Provided passage
********
    He returned home to collect his underwear and say goodbye.  His mother was at morning church service and had to be sent for.  She and his sisters cried at having the youngest of the family leave so suddenly.  Dad believed that his father was secretly proud of him, but couldn't bring himself to say so.
    When my father departed to join his group of forty new recruits, it would be the last time that he would see his home and parents.


    Dad enlisted in the White Army with the expectation of becoming a cavalryman and riding on in triumph to Moscow.
    But that wouldn't happen.
    The offensive that took Voronezh and then stuck there was not the stuff of which triumphs are made.  Rather it was a last desperate act that had run out of breath and come up short of its goal.
    Now the army was overextended.  After less than a month the Reds counterattacked to cut its lines of supply and isolate the occupiers of the city.
********
Excerpted data
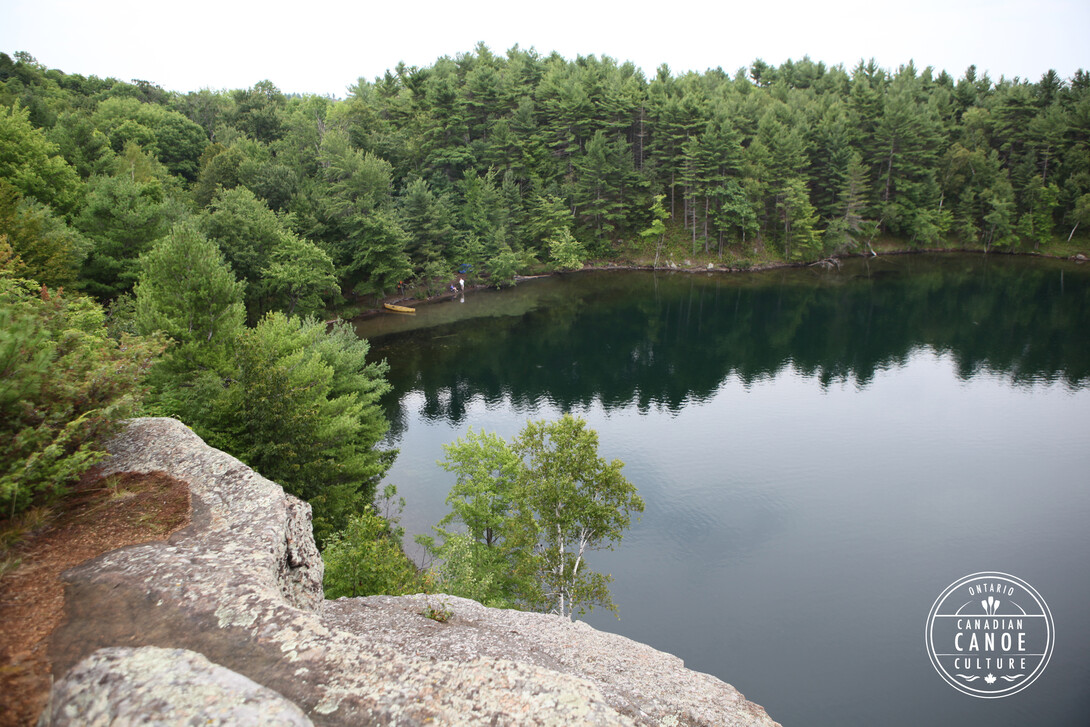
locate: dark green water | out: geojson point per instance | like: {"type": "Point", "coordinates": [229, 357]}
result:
********
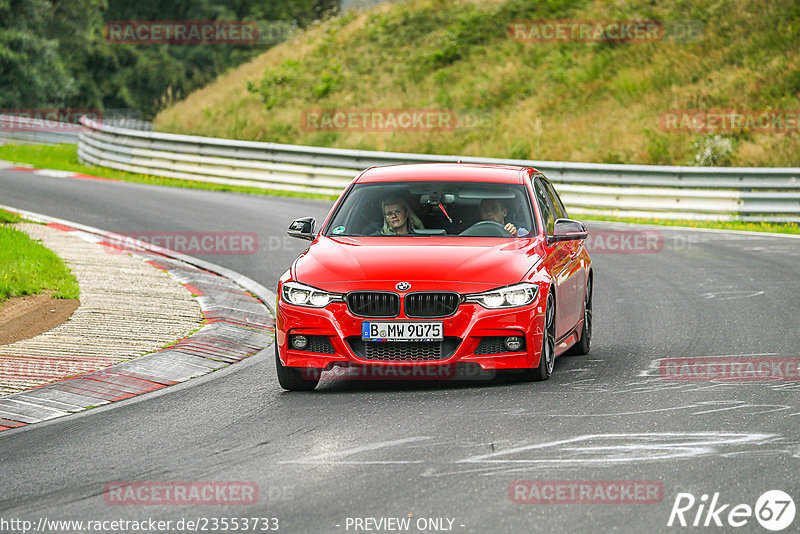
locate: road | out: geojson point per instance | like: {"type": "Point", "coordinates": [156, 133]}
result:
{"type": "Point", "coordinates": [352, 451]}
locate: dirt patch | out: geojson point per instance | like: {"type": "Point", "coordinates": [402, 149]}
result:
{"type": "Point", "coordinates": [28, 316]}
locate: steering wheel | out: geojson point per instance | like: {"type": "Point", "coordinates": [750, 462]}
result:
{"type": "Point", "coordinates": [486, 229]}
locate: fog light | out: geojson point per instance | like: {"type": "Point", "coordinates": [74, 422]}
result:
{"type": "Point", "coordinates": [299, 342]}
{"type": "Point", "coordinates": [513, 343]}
********
Exercises to complete
a) From the account of the father's enlistment, output the text starting at "But that wouldn't" and ending at "of its goal.".
b) Answer these questions using the account of the father's enlistment:
(i) Where was his mother when he came home to say goodbye?
(ii) How many new recruits were in the group he left to join?
(iii) How long after the offensive took Voronezh did the Reds counterattack?
c) Extend the account of the father's enlistment, picking up after its final sentence.

Answers by item number
a)
But that wouldn't happen.
    The offensive that took Voronezh and then stuck there was not the stuff of which triumphs are made.  Rather it was a last desperate act that had run out of breath and come up short of its goal.

b)
(i) At morning church service.
(ii) Forty.
(iii) Less than a month.

c)
    My father's platoon and the other that made up his company were thrown into the initial resistance.  They were pulled from the training ground, placed in horse-drawn carts, and taken to the battlefield where they assumed positions on one side of a river.  They managed to hold in place for three days.  Then artillery was brought to bear on them and they were forced to fall back.
    Instead of moving on to Moscow, Dad went in exactly the opposite direction.  And he wasn't riding a horse.  He walked.

    My father's fighting career was short, futile and ugly.  It only lasted for a period of two months.  It consisted in its entirety of defeat and retreat.
    And it would come to an end with him lying on a cot in a hospital with a case of typhus and with gangrene spreading through his left foot.
    The stand they'd made by the river had helped to buy time for the army in Voronezh to begin its evacuation.  His unit would then become part of the general pullback.
    But they came under continual harassment as they moved.  Again and again his company was drawn into skirmishes and small engagements.  They kept suffering losses and continuing their retreat.
    One month after they first began fighting, only two dozen of the forty youngsters who'd enlisted in Voronezh were still on their feet.  The rest were sick, wounded or dead.  The other platoon had been even harder hit.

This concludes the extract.